Document passage »
If the majesty of Kevin Mahogany has somehow eluded you through the dozen years and 11 albums that have accumulated since his dynamic 1993 debut, Double Rainbow, the Kansas City-born baritone’s richly polished Big Band (Lightyear/Mahogany) is an ideal introduction. For long-standing Mahogany connoisseurs, it’s simply continued proof that he remains in an exalted class all his own.

Mahogany’s big, basso Joe Williams-ness is particularly well-suited to bold ‘n’ brassy orchestral backing, provided principally by the Frank Montooth Jazz Orchestra (on half of the album’s 10 tracks) with single appearances by the likes of the Big City Swing Jazz Band and his hometown Kansas City Boulevard Big Band, sturdy enough to support his multishaded robustness. Standards are the order of the day here, with Mahogany serving up a bracing “Moonlight in Vermont,” a swingin’ “It Don’t Mean a Thing” set to a light Afro-Cuban beat and a scintillating, suede-soft, samba treatment of “Three Little Words.” Mahogany teams with the sizzling Veronica Martell for a sinfully dusky “It’s Alright With Me” and shows off his tremendous balladeer skills on “Dear Ruby” and a muted, three-in-the-morning “One for My Baby” gently wrapped in velvety tenor sax work by guest soloist Peter Christlieb. Like Williams, Mahogany is a master of buttercream blues, as evidenced by a towering treatment of Harry “Sweets” Edison and Jon Hendricks’ “Centerpiece” complete with a stunner of a scat chorus that suggests the technical wizardry of Mel Torme blended with the cunning intelligence of Cassandra Wilson. Finishing with stylish flourish, Mahogany joins forces with pianist James Williams’ for an urbane “Don’t Get Around Much Anymore” that echoes the scotch ‘n’ sable Nat “King” Cole version (from the Billy May-led big band tour de force Just One of Those Things) in its grand elegance.

Data extracted from a collection
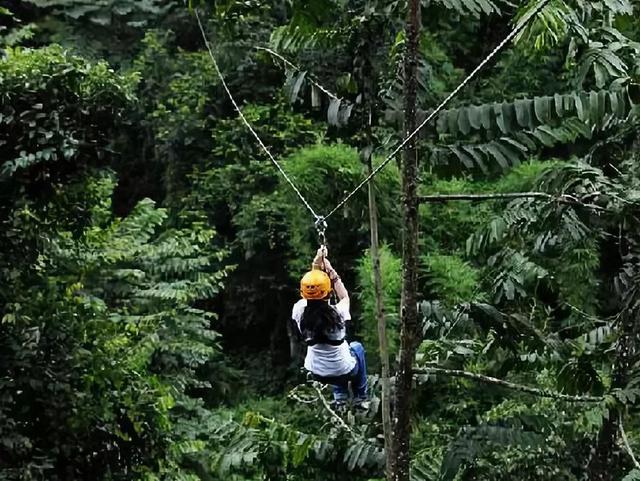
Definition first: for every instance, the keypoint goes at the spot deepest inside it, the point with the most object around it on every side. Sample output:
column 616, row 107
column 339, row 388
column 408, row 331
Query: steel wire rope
column 442, row 105
column 320, row 221
column 248, row 124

Prompt » According to the album review, which orchestra provides the backing on half of the album's tracks? The rows have no connection to the album review.

Exercise solution » The Frank Montooth Jazz Orchestra.